Objective. Arrange the rows below, from the line containing "of the bare" through the line containing "[[465, 234], [230, 223]]", inclusive, as a Markdown table with the columns No. and Line. Number each line and leave out any blank lines.

----- Input records

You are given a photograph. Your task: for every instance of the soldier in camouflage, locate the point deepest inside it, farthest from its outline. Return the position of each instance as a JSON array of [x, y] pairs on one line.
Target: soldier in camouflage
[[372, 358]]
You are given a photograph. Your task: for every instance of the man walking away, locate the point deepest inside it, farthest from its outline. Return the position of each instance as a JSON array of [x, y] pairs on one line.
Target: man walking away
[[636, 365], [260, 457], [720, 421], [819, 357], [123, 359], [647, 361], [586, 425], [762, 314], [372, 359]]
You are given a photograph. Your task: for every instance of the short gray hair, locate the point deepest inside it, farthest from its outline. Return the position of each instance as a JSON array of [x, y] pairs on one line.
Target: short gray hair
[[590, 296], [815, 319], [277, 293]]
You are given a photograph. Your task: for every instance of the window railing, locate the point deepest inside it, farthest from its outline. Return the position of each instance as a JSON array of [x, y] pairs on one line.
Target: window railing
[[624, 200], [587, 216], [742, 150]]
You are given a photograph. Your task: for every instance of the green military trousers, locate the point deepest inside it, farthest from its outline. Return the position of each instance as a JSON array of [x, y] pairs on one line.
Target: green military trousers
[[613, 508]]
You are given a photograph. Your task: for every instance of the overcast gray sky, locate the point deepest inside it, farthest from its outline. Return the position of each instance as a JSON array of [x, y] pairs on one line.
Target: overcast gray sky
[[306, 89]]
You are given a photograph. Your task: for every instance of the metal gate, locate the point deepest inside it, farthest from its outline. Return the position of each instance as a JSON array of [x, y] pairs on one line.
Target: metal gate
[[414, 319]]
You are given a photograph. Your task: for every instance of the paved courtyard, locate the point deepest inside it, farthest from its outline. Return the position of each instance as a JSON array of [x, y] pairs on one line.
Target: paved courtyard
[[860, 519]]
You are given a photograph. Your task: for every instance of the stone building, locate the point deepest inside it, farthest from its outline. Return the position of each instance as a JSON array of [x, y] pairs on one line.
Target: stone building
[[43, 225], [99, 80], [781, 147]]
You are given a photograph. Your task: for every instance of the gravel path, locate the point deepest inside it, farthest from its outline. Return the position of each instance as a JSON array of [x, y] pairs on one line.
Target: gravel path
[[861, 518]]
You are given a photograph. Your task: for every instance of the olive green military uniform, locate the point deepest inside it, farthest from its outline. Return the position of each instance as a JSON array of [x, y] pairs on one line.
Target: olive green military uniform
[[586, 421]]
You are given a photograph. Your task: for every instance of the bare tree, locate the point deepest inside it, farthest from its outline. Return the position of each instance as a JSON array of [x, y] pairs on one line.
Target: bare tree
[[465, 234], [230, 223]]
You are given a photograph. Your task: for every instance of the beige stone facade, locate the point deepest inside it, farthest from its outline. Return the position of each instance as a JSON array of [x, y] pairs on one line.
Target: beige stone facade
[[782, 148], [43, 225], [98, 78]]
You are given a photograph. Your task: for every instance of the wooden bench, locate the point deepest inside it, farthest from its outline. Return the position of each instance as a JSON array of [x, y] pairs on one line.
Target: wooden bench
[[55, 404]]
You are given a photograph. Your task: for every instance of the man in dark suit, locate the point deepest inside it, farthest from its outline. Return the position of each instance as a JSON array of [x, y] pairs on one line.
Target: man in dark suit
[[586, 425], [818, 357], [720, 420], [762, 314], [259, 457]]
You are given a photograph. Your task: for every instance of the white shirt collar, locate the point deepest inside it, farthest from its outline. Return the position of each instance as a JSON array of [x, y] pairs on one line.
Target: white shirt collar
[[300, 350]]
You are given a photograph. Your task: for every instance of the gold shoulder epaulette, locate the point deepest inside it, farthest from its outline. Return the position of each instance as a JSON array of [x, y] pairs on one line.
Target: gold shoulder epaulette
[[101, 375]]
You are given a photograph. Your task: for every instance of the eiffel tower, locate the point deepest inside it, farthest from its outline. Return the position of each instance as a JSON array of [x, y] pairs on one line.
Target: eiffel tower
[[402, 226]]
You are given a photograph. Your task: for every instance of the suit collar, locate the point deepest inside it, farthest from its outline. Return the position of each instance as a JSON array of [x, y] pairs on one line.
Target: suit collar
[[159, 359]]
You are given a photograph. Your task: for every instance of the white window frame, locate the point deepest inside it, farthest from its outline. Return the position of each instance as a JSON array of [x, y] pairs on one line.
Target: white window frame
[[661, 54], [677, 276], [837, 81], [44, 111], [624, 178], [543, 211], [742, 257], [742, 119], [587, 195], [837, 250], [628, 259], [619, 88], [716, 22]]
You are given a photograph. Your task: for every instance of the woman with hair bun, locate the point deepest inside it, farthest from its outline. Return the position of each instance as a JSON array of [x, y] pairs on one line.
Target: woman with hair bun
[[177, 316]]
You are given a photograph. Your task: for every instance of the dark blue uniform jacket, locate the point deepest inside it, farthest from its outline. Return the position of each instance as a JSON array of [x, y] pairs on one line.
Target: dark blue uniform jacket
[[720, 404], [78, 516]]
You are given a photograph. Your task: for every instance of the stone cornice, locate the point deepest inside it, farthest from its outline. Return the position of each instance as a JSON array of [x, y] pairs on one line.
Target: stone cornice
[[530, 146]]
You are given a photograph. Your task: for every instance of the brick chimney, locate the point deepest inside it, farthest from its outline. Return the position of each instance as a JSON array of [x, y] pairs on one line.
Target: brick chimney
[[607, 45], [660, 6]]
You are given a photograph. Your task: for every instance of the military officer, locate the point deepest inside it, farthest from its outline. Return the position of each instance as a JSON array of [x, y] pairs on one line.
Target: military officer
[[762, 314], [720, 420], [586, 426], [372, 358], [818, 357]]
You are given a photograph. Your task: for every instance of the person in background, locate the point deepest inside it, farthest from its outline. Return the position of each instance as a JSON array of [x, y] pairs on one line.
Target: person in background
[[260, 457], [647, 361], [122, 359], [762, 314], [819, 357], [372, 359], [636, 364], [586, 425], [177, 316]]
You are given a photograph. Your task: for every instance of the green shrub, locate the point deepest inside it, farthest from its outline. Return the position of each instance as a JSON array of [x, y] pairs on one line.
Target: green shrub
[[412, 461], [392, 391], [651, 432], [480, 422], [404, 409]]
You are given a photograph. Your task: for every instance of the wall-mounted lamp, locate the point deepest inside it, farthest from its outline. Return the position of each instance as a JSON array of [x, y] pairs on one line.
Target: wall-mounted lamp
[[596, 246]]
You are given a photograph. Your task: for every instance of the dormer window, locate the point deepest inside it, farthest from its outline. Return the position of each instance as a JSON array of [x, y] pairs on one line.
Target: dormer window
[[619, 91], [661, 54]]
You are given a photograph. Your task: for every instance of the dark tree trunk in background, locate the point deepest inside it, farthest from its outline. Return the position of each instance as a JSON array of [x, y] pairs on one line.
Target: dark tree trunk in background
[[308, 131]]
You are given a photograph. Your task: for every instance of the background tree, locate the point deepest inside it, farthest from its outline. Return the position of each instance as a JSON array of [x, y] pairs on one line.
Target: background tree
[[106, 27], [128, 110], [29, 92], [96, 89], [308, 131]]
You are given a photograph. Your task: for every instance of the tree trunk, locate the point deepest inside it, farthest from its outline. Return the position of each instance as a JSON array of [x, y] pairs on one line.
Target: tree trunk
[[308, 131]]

----------

Result.
| No. | Line |
|---|---|
| 1 | You are given a photograph. Your task: for every instance of the bare tree, locate the point deepest inside it, farthest from its outline. Return the position of each instance as a JSON array of [x, y] pairs on one line. |
| 2 | Target: bare tree |
| 3 | [[465, 234], [230, 223]] |